**DO THIS**
Rewrite the listing below as a two-column CSV with the headers instruction and points, one row per instruction, placing the instruction text and all of its coordinates each in a single quoted field with line breaks replaced by spaces.
════════════════════
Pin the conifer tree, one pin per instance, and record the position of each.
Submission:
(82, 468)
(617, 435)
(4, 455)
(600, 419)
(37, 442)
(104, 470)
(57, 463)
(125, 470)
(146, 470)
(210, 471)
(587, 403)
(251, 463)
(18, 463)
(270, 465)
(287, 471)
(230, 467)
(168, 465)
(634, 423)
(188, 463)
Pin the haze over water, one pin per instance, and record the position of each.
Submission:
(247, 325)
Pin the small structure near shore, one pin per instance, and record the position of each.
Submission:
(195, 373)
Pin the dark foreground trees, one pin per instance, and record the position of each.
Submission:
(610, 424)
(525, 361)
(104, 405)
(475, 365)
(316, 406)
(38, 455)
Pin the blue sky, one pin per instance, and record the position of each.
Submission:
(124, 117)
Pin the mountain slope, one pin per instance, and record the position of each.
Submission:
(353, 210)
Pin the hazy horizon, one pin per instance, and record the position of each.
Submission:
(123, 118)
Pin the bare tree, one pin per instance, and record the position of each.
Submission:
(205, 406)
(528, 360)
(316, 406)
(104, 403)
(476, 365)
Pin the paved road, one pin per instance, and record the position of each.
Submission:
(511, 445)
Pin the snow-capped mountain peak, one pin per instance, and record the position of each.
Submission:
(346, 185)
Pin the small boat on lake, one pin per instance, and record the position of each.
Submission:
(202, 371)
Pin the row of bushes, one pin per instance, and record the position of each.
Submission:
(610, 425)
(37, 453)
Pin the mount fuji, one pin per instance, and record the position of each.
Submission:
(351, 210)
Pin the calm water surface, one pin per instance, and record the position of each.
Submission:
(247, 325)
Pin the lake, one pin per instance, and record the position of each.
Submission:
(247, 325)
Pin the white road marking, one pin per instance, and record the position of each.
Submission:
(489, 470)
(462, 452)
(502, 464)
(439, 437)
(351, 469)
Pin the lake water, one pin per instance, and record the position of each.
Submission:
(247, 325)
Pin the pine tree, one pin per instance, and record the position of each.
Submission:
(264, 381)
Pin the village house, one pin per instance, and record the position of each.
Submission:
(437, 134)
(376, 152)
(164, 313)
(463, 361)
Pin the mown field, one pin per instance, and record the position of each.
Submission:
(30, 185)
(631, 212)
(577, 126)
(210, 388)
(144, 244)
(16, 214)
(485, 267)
════════════════════
**THE OUTPUT**
instruction,points
"Pin the conifer tree, one pin per instance, and record the position of each. Submission:","(82, 468) (617, 435) (4, 455) (600, 419) (37, 442) (104, 470) (57, 463) (125, 470) (146, 470) (210, 471) (587, 403) (251, 463) (18, 463) (270, 465) (287, 471) (230, 467) (168, 465) (634, 423) (188, 463)"
"Pin the haze over water, one pin per instance, and record the position of each. Submission:","(247, 325)"
"Pin the small structure near shore, one pin per instance, and record the position of each. Submission:","(195, 373)"
"Pin the dark foreground trees, one pin per instance, and record the position of each. Submission:","(610, 424) (525, 361) (104, 405) (475, 365) (316, 406) (38, 455)"
"Pin the blue sky, one pin per instance, and record the position of each. Submission:","(124, 117)"
"Pin the mountain slope, one pin per instance, and record the position of each. Submission:","(353, 210)"
"Pin the hazy horizon, one pin per instance, and record the position of each. Submission:","(123, 118)"
"Pin the bare tree, one pin per instance, and record the position of each. Submission:","(205, 406) (528, 360) (316, 406) (104, 403) (476, 365)"
"Pin the paved road, one pin per instance, and record the position of each. Submission:","(511, 445)"
"Pin the snow-capped mountain peak, one pin per instance, and record the position of each. Submission:","(346, 185)"
"Pin the small boat on lake, one pin per instance, and record the position of each. Submission:","(202, 371)"
"Pin the row of bushes, one pin per instance, and record the position of each. Submission:","(610, 425) (37, 453)"
"Pin the mount fuji, one pin per instance, and record the position of each. Submission:","(351, 210)"
"Pin the calm water surface, one pin per instance, and record the position of each. Submission:","(247, 325)"
"Pin the lake, one pin per instance, and record the position of each. Submission:","(247, 325)"
"Pin the white road marking, one pin per instance, and record the position of each. Submission:","(489, 470) (462, 452) (502, 464) (439, 437) (351, 469)"
"Pin the lake water, one pin per instance, and record the position of each. Submission:","(247, 325)"
"Pin the pine tree, one pin per instance, and record the position of each. Submission:","(264, 381)"
"Pin the village house, one pin per instance, and record the position of each. Submission:","(437, 134) (376, 152) (164, 313) (463, 361)"
"Pin the mown field, one pin per instance, and record the position of each. Submission:","(30, 185) (631, 212) (577, 126) (210, 388) (144, 244) (16, 214) (485, 267)"